▶ **Passage to read**

>>

Obviously I already decided that it’s going to be MP3. My reasons for that are mainly the wide support for MP3, sufficient compression ratios and playback quality.

Another interessting codec would be the ogg format. Over MP3 it offers better compression ratios at the same quality. It isn’t nearly as widely supported as MP3 and as of today there are only a few portable ogg players. That might change in the future but for now it just doesn’t really meet my requirements.

Bitrate? Quality?

There’s a huge debate, no actually it’s a war, going on over whether CD-quality can be achieved with MP3 regardless of bitrate settings. What it boils down to is that you can’t get CD-quality out of MP3. But - 99.9% of all people cannot hear a difference between a CD and a properly encoded MP3.

What you will most commonly see and what is even advertised in some programs as CD-quality is the 128kbit/s setting. This is by all means not CD quality. A careful listener with halfway decent equipment won’t have any problems telling CD and MP3 apart.

Now, what is a properly encoded MP3? First of all you have to use the right encoder. To make a long story short just use [offsite]LAME as encoder with Alt Preset Standard settings. It is an open source encoder which can be tweaked by literaly a million of command line switches. Fortunately you don’t have to know anything about that because there’s also a set of recommended presets. These presets were tediously tuned by audio freaks:

  • —alt-preset standard (~190 kbit/s, typical 180 … 220)
  • —alt-preset fast standard (~190 kbit/s, faster but potentially lower quality)
  • —alt-preset extreme (~250 kbit/s, typical 220 … 270)
  • —alt-preset fast extreme (~250 kbit/s, faster but potentially lower quality)
  • —alt-preset insane (320 kbit/s CBR, highest possible quality)

With the standard setting the encoded MP3s will sound transparent to 99% of all people. That’s also what I chose for my collection. Of course I played with the idea to use a higher setting but I decided that I won’t ever notice the difference anyway. To hear a difference in that league you have to open yet another can of worms and think about high quality and expensive audio equipment. And people with audio equipment more expensive than a car won’t use MP3s anyway.

The standard setting also uses a variable bit rate technique (VBR) which will adjust the compression ratio to the complexity of the music. So complex sections of music are encoded at higher bit rates while simpler sections are given a lower bit rate. This will usually average to a bit rate of 192kbit/s. The quality will be much better than an MP3 encoded with a constant bit rate (CBR) of 192kbit/s though.

It also uses a technique called Joint Stereo to further reduce the file size. Common believe is that Joint Stereo sounds fishy and should be avoided. What’s up with that? This might have been true for early Frauenhofer and Xing encoders which were known for their bad joint stereo implementation. Yet it’s definitely false for the LAME encoder. Instead of storing the information for both stereo channels, joint stereo will store only one full channel and the stereo seperation for the original left and right channel. Since usually the left and right channel differ only slightly only those differences have to be stored, reducing the overall size of the MP3 file. During playback both stereo channels will be fully reconstructed. This technique is mathematically lossless and any perceived difference is a construct of imagination.

<<

▶ **Dataset excerpts on pointing at objects**
>>

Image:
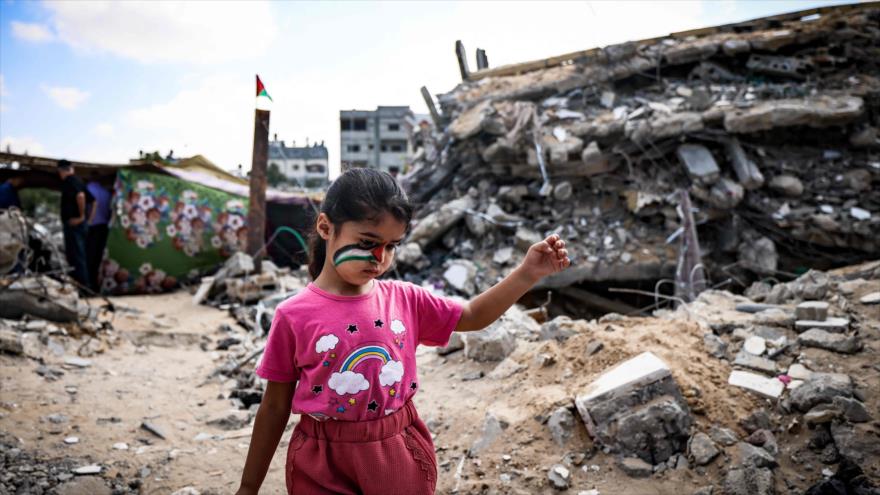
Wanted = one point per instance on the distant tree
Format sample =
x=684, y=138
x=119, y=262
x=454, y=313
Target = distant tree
x=274, y=176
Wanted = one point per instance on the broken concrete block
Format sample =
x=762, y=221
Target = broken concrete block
x=755, y=345
x=821, y=388
x=435, y=225
x=832, y=324
x=872, y=298
x=455, y=344
x=10, y=341
x=788, y=185
x=699, y=162
x=702, y=449
x=747, y=360
x=561, y=425
x=852, y=409
x=492, y=344
x=749, y=480
x=837, y=342
x=460, y=275
x=821, y=111
x=524, y=238
x=812, y=310
x=750, y=455
x=636, y=408
x=761, y=385
x=799, y=372
x=635, y=467
x=471, y=121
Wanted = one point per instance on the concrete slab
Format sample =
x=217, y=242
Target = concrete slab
x=761, y=385
x=642, y=369
x=832, y=324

<<

▶ **Stated problem**
Carry on the article about MP3 encoding, picking up after its last sentence. This data was taken from a separate source.

▶ **Answer to this problem**
Naming Schemes, Organization and ID3-tags

A quick scan of my collection revealed that there are on average 12 to 13 songs on each album. That will result in over 3000 songs for 250 CDs. Since each song will be encoded to a single file we’ll end up with quite a bunch of files. After the encoding is done we better be able to tell all those files apart. So let’s spend some thought on how to organize all those files.

MP3 Archive Usually MP3-files get accessed in two ways. You have to handle them manually to organize the files on your harddisk, get them into your (mobile) audio player or copy them on CD. Besides that MP3s get accessed by audio applications which need to display information about your collection or the currently playing song. Each song can be classified by e.g. title, artist, album, year, genre, track number and much more. This information needs to be stored in both machine and human readable format. Obviously the filename and the directory structure can hold this info. But the developer of an audio application can not rely on the users to adhere to specific rules when naming their MP3s. So there needs to be another way to store this info for audio applications to read. For this purpose the MP3 format can hold metadata in ID3 format.

I tried a few different approaches and came up with the following naming scheme. This is also supported by some applications and can often be found as the default setting.

\Artist\Album\Artist - Album - Track - Title.mp3

My MP3 folder contains one folder for each artist. Within the artist folder are the album folders which contain the actual MP3s. With that naming scheme I gain maximum flexibility. I can conviently browse through the artists or get all albums of one artist. The redundant filename makes sure that I keep all information about a song even if it gets detached from the directory structure.

The ID3-tags usually get imbedded automatically. So there’s not much to worry about. You don’t even have to enter all that info for yourself. There’s an online database called [offsite]freedb which holds info about virtually every audio CD out there. There is a small problem though. There are two different versions of ID3-tags.

  • ID3v1 is the older version and is supported by every player. The problem is that it only holds the data I mentioned above. Usually that won’t be much of a problem but each field can only store 30 characters. While this is usually enough for the artist and album name, song titles will quite often get truncated.
  • ID3v2 tries to solve this problem. It can now hold a whole plethora of information including a lot of fields, synched lyrics, pictures and what have you. Unfortunately it got a little over-engineered and so complete and up-to-date implementations are a bit rare. Most players will read the common fields though.

So I usually just save the same data in both formats. This way audio applications which understand ID3v2 will get the whole info while older players will display something useful which might occasionally be truncated.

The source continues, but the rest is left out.